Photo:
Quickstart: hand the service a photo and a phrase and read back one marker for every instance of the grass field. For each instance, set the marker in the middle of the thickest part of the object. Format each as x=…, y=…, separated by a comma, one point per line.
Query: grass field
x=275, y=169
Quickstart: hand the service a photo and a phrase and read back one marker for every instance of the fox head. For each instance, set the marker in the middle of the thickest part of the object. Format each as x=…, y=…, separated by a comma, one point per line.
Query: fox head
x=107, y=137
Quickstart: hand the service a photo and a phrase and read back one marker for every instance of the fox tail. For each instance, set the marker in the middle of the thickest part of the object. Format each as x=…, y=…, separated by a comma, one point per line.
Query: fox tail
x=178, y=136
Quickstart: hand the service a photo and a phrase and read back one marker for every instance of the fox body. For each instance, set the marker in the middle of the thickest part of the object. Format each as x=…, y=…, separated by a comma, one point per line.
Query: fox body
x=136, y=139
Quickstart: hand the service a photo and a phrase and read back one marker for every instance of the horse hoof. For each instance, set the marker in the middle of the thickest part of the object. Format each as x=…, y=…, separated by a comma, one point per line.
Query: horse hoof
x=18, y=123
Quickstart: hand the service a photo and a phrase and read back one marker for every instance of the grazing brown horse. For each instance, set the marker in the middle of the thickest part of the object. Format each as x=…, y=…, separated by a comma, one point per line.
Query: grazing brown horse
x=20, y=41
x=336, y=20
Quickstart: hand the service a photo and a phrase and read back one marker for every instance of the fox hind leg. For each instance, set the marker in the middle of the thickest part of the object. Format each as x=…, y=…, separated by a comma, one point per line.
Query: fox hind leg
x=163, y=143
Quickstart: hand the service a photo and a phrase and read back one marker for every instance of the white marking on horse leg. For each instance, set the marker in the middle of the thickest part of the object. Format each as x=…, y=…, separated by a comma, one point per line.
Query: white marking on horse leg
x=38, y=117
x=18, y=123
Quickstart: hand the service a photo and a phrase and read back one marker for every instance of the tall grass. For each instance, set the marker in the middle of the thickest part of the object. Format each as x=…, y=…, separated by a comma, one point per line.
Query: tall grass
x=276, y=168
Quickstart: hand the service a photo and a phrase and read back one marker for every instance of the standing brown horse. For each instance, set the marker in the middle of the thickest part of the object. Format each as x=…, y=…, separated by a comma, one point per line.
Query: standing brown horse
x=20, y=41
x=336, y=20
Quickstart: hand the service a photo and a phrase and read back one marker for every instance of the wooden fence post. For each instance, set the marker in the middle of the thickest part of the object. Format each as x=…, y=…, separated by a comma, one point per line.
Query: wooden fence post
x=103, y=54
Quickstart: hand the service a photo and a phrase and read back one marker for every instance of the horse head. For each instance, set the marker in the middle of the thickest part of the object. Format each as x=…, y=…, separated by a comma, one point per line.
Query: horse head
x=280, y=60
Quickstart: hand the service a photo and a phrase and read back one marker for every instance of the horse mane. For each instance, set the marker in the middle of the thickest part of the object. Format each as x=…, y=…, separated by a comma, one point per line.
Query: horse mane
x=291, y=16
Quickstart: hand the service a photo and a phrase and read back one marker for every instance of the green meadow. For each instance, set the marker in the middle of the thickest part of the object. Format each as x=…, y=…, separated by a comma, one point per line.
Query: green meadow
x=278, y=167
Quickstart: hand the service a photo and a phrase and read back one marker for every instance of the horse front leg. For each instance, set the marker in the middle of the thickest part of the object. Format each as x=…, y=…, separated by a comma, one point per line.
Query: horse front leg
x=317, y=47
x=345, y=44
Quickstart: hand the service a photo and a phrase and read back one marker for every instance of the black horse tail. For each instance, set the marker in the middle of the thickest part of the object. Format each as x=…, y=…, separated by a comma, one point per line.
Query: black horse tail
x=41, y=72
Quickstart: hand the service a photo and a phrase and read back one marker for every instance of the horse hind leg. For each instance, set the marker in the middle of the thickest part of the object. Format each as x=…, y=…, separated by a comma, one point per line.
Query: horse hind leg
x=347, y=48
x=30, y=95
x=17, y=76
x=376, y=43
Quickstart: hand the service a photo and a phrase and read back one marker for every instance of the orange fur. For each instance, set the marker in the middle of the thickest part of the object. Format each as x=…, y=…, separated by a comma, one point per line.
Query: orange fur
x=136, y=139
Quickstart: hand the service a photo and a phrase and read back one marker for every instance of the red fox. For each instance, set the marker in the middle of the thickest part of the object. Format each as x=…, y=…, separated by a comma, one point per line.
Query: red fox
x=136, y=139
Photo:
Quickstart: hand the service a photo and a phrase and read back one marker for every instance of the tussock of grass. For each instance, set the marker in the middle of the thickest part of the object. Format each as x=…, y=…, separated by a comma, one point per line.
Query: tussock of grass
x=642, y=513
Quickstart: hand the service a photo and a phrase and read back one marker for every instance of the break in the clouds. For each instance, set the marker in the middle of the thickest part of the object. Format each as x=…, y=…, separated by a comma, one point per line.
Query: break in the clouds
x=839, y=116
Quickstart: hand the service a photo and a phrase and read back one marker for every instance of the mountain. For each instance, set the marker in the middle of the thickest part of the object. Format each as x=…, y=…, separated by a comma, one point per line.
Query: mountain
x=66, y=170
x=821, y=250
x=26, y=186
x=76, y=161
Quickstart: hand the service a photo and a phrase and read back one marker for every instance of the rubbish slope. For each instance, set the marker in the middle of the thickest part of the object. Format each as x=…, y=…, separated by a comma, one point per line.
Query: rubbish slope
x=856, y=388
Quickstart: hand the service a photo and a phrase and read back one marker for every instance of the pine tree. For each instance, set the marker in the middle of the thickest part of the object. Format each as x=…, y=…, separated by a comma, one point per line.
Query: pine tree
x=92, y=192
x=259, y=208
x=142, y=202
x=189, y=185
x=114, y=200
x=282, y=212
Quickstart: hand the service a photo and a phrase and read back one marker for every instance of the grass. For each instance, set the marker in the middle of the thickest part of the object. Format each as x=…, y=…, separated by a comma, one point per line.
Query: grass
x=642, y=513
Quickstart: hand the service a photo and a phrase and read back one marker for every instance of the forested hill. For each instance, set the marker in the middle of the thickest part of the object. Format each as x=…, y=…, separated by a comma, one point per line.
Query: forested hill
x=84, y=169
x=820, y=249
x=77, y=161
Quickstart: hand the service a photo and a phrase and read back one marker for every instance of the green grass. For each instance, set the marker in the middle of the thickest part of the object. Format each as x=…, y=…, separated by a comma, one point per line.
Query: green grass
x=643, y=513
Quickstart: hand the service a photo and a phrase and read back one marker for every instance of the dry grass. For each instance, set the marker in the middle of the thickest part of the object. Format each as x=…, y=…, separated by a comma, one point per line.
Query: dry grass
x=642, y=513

### Exercise details
Can you write out all the items above again with "thickest part" changed to "widest part" everywhere it occurs and nothing else altered?

### Task answer
Photo:
Quickstart: hand the service a photo and a phrase and read back one marker for every instance of the grass field. For each instance, set the marker in the middle of the widest part of the object. Format each as x=…, y=…, separated by a comma, one point per line.
Query: grass field
x=275, y=169
Quickstart: hand the service a photo and a phrase and read back one marker for every instance of the fox head. For each instance, set the marker in the middle of the widest part of the object. Format each as x=…, y=…, separated by a comma, one point per line.
Query: fox head
x=107, y=137
Quickstart: hand the service a photo and a phrase and read back one marker for every instance of the fox tail. For each instance, set the marker in the middle of the widest part of the object. Format each as x=…, y=…, separated by a comma, one point per line.
Query: fox tail
x=178, y=136
Quickstart: hand the service a photo and a phrase and read back one marker for every instance of the fox body. For each instance, set the marker in the middle of the widest part of the object. Format each as x=…, y=…, separated by a comma, one point per line.
Query: fox body
x=136, y=139
Quickstart: hand the service a photo and a phrase and read back one marker for every instance of the horse hoof. For each instance, set the marker in the middle of the widest part of the object. Format each as x=…, y=…, separated by a comma, one point per line.
Query: horse hoof
x=18, y=123
Quickstart: hand the service a photo and a phrase and read back one marker for every instance of the grazing brown horse. For each instance, set the marker in the middle of the widest part of the object. Format each as x=…, y=…, separated by a comma, one point per line.
Query: grazing brown horse
x=20, y=41
x=336, y=20
Quickstart: hand the service a photo and a phrase and read back one marker for every instance of the fox hind leg. For each instance, set the marker in the middle of the widest part of the object. Format each as x=…, y=…, separated by a comma, one point per line.
Query: fox hind leg
x=163, y=143
Quickstart: hand the service a photo and a phrase and read back one marker for every instance of the white marking on horse leg. For each instance, set the marker in the middle of the widest part of the object. Format each as x=…, y=…, separated by a comma, one point per line.
Query: white marking on horse leg
x=38, y=117
x=18, y=123
Quickstart: hand the service a photo and a phrase and read back one marker for every instance of the tall grass. For each instance, set the marker in the middle of the widest part of the object. Format each as x=…, y=…, separated by a comma, one point per line.
Query: tall grass
x=276, y=168
Quickstart: hand the service a photo and a phrase and read back one marker for every instance of the standing brown horse. For each instance, set the marker in the middle of the widest part of the object. Format each as x=…, y=…, separated by a comma, one point per line.
Query: standing brown horse
x=20, y=41
x=336, y=20
Quickstart: hand the service a photo and a phrase and read back one marker for every instance of the wooden fence post. For each instance, set the marker in the middle of the widest part of the object. Format each as x=…, y=…, separated by a comma, one point per line.
Query: wooden fence post
x=103, y=54
Quickstart: hand the service a photo and a phrase and read back one marker for every instance of the horse head. For each instance, set the marker in the middle of the widest part of the object. Format each as x=…, y=…, separated by a comma, one point per line.
Query: horse head
x=280, y=60
Quickstart: hand the service a photo and a phrase and read back one marker for every instance of the horse mane. For each instance, set the marker in the middle of the widest part of the object. Format each as x=…, y=…, separated by a comma, one point per line.
Query: horse mane
x=291, y=16
Quickstart: hand the service a photo and a phrase and read back one marker for every instance of the green meadow. For each instance, set the marker in the middle of the widest part of the object. Format each as x=…, y=…, separated by a comma, one point per line.
Query: green meadow
x=278, y=167
Quickstart: hand the service a photo and a phrase and read back one marker for every instance of the horse front leg. For each instance, set the marker in the middle of the widest part of the object. Format each as x=…, y=…, separated by a comma, one point per line.
Query: horse front leg
x=317, y=47
x=345, y=44
Quickstart: hand the service a photo and a phrase and read back one marker for every instance of the black horse tail. For each instance, set the marker in the middle of the widest part of the object. Format each as x=…, y=…, separated by a comma, one point per line.
Query: black horse tail
x=41, y=72
Quickstart: hand the service a photo and a phrase and read back one marker for every instance of the horse hind leg. For each instance, set the marker in the middle of the widest part of the object. Format each as x=…, y=…, separated by a comma, one point per line.
Query: horse hind leg
x=347, y=48
x=30, y=95
x=17, y=76
x=376, y=43
Quickstart: hand the service a photo and a phrase and read back one marker for every instance of the orange fur. For each instance, set the marker in the middle of the widest part of the object. Format each as x=…, y=…, separated by a comma, one point per line.
Query: orange fur
x=136, y=139
Quickstart: hand the service a photo and a phrase and read back one marker for every instance of the red fox. For each instance, set the marker in the middle of the widest part of the object. Format each as x=…, y=…, separated by a comma, one point per line.
Query: red fox
x=136, y=139
Photo:
Quickstart: hand the service a photo and a phrase and read back one marker for every instance of the tussock of grass. For each instance, set the marker in the middle of the widest part of the object. Format each as x=…, y=…, separated by a comma, one point per line.
Query: tussock of grass
x=642, y=513
Quickstart: hand the service a photo and a phrase and read back one marker for every instance of the break in the clouds. For each instance, set the marker in the middle of the widest part of the object. Format each as x=…, y=…, separated by a comma, one point per line.
Query: break in the clouds
x=839, y=116
Quickstart: hand the service a photo and a phrase and read back one marker for every instance of the mountain. For each instance, set the marker in the middle of the widest part of the object. Format each as x=…, y=…, separated by a comma, one point per line.
Query: mountain
x=66, y=170
x=821, y=250
x=26, y=186
x=76, y=161
Quickstart: hand the service a photo and a phrase and read back one marker for every instance of the rubbish slope. For each instance, set the marker in the middle of the widest part of the object. Format each as x=…, y=…, separated by a comma, one point per line.
Query: rubbish slope
x=856, y=388
Quickstart: hand the service a photo and a phrase and read back one marker for every instance of the pine tree. For each instance, set the marker in the middle of the widest part of the object. Format each as x=…, y=…, separated by a comma, one point per line.
Query: pine tree
x=92, y=192
x=259, y=208
x=142, y=202
x=189, y=185
x=114, y=200
x=282, y=212
Quickstart: hand the service a photo and a phrase and read back one marker for every instance of the grass. For each instance, set the marker in the middle of the widest part of the object. Format each as x=…, y=…, separated by a comma, one point per line.
Query: grass
x=642, y=513
Quickstart: hand the service a photo and a phrase and read back one marker for every instance of the forested hill. For each instance, set the marker in the middle of the widest part of the object. Format each as x=…, y=…, separated by a comma, one point per line.
Query: forested hill
x=84, y=169
x=820, y=249
x=77, y=161
Quickstart: hand the service a photo and a phrase and read back one marker for every instance of the green grass. For each instance, set the marker in the middle of the widest part of the object. Format each as x=…, y=…, separated by a comma, one point per line.
Query: green grass
x=643, y=513
Quickstart: hand the service a photo and a phrase and read back one marker for every instance of the dry grass. For each instance, set the marker in the middle of the widest part of the object. Format each as x=…, y=…, separated by a comma, one point per line.
Query: dry grass
x=642, y=513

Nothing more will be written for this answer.